**DOCUMENT SEGMENT:**
'''

To My Fellow White People
(author’s note: This was originally written on June 5, after about a week of the George Floyd protests.)
Black lives matter, and the fact that we need to say that is a problem. It’s time for us to step up.
Before I say anything else: I was very late to realize any of this. I was not paying attention. I decided this was someone else’s problem. I decided it wasn’t worth making a priority in my life.
I did not start truly learning until this week. I am just now learning to take allyship seriously. I have a lot of catching up to do and a lot to reckon with. Anyone who calls me out on anything related to this is correct.
I do not want forgiveness, absolution, or consolation. I say this so you understand that:
- It is never too late to come on board.
- You will learn about the harm you have done, in both what you have done and what you have not. You will need to deal with that on your own. Your white guilt is not for Black people to bear. It is not for allies to bear. It is yours. Sometimes that will not be easy. A lot of things aren’t.
- You will be called out for the harm you have done. As above, that is yours to deal with. Allyship is a repeated lesson in humility.
- You are not done doing harm. You will be called out for that too. If you don’t make mistakes, you’re not doing enough. There is probably something in this article that is problematic or offensive, and if I am called out and given a chance to correct it, then I have been given a gift.
But don’t take it from me:
“At some point, you will have to admit WHY? WHY were you silent? WHY were you absent? WHY did you stay ignorant? Because you know why. And we know why.”
- Daniel J. Watts (@dwattswords on Instagram)
“I want your activism to be questioned and challenged and criticized by Black people. I want you to grow from your mistakes so we can grow as a nation.”
- Kandise Le Blanc
I’ve heard a lot of people talk about how much things changed this week. They did not. This is not the first week that Black Americans have been forced to take to the streets to demand justice. It’s just the first week you’ve been listening. This isn’t the first week that Black people have been marginalized, threatened, kept from success, treated as less than people. Not just by faceless organizations and racist caricatures, but by us.

'''

**SUPPLIED INFORMATION:**
'''

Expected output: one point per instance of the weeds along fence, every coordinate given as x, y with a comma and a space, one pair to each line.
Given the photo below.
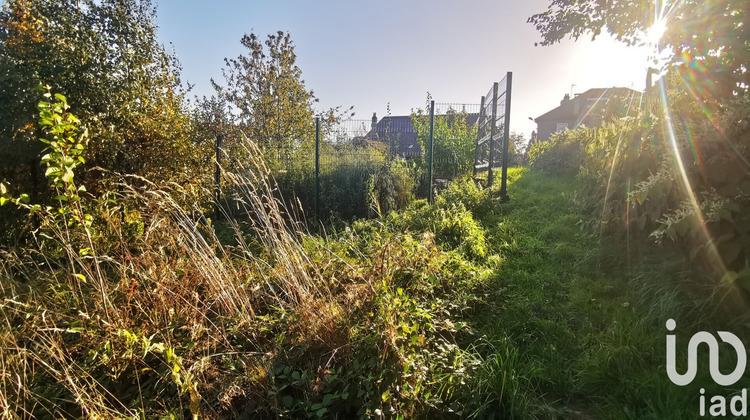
361, 168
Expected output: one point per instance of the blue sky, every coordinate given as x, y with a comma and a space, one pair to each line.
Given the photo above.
371, 54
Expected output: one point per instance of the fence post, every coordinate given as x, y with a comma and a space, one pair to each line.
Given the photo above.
506, 138
317, 168
493, 130
429, 165
217, 178
479, 134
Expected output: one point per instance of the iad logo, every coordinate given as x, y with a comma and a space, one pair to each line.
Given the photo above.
713, 357
719, 404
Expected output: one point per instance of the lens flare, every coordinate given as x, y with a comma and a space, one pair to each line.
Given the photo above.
656, 31
672, 138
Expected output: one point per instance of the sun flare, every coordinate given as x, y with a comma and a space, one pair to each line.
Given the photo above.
656, 31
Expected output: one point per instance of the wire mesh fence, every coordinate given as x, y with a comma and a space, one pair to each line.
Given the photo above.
359, 168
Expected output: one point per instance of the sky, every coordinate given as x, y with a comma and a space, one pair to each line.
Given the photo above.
385, 54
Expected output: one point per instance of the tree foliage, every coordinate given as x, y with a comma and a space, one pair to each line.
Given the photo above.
707, 38
266, 88
454, 140
105, 56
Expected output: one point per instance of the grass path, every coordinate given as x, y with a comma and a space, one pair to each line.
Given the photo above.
573, 331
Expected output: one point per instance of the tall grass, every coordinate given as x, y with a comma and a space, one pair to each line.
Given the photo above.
142, 311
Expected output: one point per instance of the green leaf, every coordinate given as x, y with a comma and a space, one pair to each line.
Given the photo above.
68, 175
729, 277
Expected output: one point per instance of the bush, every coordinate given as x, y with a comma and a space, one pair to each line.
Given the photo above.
562, 154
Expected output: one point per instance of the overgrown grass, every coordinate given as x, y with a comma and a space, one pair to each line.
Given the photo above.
577, 319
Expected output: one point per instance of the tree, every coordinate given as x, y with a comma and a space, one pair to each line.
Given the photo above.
708, 39
105, 57
454, 140
266, 88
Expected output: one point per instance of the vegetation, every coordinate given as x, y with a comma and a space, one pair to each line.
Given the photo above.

'''

**EXERCISE TASK 1:** Retype the part of the essay on allyship that starts at the words "To My Fellow" and ends after the words "to step up.".
**EXERCISE TASK 2:** On what date was the essay on allyship originally written?

**COMPLETE ANSWER 1:**
To My Fellow White People
(author’s note: This was originally written on June 5, after about a week of the George Floyd protests.)
Black lives matter, and the fact that we need to say that is a problem. It’s time for us to step up.

**COMPLETE ANSWER 2:** June 5